Debi’s stitches eventually healed, but the residue remained: a sister who spent her life trying to patch a relationship that started with a four-year-old girl bleeding on a fence while a teenager screeched away into the dark.
The Era of the Yank
Ten years before my own memory of the "No" solidified, the transformer was already sparking under the weight of a non-nuclear decay. This was the era of my eldest brother, Adam. He was the first load the system couldn't quite handle. He remembers the mother who would seize him by the arm, her fingernails digging into his skin like talons, thrusting him into the backseat of a vw bug.
In this era, the system tried to shed the load to prevent a total meltdown. They sent Adam away—an exile to the grandparents. While my mother operated as the fugitive, my father was a man trapped in a different frequency. Professionally, he was a man of actuarial precision, someone who understood the fine print of survival and the mitigation of risk. But at home, he was struggling with his own internal primary. He found a way to send a signal of grace through the mail; he would write letters to his exiled son and include a single, perfectly folded paper airplane. It was a silent, aerodynamic promise of a ground that he couldn't yet provide in person.

(Saved data entries)
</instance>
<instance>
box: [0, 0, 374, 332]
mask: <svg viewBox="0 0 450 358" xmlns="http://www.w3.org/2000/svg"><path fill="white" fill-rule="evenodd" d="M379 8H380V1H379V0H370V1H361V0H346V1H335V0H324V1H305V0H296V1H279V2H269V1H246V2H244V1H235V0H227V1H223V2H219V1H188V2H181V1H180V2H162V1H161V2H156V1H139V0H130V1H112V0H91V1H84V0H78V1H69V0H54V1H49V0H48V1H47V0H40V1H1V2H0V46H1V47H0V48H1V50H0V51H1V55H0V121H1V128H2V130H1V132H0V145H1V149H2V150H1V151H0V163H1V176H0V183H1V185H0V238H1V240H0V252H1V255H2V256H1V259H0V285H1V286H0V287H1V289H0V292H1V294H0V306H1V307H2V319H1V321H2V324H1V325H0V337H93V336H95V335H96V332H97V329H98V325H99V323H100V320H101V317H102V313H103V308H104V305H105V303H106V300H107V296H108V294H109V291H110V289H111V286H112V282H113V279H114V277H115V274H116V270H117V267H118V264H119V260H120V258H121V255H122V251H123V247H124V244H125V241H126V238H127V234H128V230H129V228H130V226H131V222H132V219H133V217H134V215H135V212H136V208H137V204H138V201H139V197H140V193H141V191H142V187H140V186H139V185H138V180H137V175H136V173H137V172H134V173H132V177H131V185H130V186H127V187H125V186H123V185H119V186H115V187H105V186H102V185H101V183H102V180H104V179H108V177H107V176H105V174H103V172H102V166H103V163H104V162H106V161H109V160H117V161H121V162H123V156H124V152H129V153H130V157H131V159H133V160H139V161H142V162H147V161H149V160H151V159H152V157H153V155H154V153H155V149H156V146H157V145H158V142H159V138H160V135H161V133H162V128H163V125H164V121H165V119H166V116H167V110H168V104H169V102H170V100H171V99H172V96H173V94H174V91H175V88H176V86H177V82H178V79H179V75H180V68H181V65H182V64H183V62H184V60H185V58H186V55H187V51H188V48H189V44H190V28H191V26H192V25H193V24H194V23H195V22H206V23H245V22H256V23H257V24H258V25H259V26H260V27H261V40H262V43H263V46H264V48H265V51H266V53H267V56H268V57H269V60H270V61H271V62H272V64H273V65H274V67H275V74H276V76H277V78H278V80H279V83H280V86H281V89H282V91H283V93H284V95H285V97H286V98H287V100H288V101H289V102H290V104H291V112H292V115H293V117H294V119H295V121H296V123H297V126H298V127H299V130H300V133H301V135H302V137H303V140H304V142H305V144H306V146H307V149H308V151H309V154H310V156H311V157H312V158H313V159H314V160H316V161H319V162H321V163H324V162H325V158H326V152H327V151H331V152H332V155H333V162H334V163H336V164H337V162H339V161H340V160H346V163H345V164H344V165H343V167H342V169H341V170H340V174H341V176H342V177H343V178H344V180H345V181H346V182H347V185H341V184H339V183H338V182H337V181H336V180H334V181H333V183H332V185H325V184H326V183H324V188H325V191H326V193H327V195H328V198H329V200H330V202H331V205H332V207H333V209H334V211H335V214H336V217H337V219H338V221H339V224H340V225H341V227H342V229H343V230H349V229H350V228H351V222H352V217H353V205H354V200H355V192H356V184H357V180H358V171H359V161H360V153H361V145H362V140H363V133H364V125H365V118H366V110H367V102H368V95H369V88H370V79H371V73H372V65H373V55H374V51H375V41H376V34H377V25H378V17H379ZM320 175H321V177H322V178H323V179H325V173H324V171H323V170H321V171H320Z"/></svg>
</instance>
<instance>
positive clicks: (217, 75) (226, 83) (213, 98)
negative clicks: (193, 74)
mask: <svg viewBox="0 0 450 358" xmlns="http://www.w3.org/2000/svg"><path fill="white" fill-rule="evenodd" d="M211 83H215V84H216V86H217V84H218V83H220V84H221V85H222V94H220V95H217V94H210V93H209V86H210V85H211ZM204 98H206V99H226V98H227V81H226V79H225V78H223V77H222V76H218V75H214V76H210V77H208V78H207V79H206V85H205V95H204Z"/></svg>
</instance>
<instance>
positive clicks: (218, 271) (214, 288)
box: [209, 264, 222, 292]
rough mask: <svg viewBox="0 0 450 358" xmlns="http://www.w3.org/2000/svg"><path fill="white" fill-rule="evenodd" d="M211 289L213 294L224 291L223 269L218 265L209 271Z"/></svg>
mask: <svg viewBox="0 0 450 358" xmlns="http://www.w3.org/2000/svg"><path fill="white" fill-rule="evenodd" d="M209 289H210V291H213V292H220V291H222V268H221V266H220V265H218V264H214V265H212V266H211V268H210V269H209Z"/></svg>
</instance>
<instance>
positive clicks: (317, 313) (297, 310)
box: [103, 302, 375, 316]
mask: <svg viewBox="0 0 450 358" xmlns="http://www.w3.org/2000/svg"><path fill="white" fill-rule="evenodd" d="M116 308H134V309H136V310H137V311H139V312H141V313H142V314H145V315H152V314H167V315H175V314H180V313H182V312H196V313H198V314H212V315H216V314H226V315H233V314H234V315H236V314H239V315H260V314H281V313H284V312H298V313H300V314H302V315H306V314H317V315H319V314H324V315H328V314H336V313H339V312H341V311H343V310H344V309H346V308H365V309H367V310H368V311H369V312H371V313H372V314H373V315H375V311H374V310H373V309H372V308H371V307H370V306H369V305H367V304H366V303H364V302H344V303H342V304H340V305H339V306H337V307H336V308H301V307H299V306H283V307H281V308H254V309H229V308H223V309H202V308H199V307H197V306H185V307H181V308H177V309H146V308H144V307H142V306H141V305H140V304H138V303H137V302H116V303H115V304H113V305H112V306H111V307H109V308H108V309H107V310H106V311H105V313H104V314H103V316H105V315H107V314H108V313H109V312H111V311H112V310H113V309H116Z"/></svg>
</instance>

WORK TO BE COMPLETED
Can you quote the whole family memoir passage above, word for word?

TASK ANSWER
Debi’s stitches eventually healed, but the residue remained: a sister who spent her life trying to patch a relationship that started with a four-year-old girl bleeding on a fence while a teenager screeched away into the dark.
The Era of the Yank
Ten years before my own memory of the "No" solidified, the transformer was already sparking under the weight of a non-nuclear decay. This was the era of my eldest brother, Adam. He was the first load the system couldn't quite handle. He remembers the mother who would seize him by the arm, her fingernails digging into his skin like talons, thrusting him into the backseat of a vw bug.
In this era, the system tried to shed the load to prevent a total meltdown. They sent Adam away—an exile to the grandparents. While my mother operated as the fugitive, my father was a man trapped in a different frequency. Professionally, he was a man of actuarial precision, someone who understood the fine print of survival and the mitigation of risk. But at home, he was struggling with his own internal primary. He found a way to send a signal of grace through the mail; he would write letters to his exiled son and include a single, perfectly folded paper airplane. It was a silent, aerodynamic promise of a ground that he couldn't yet provide in person.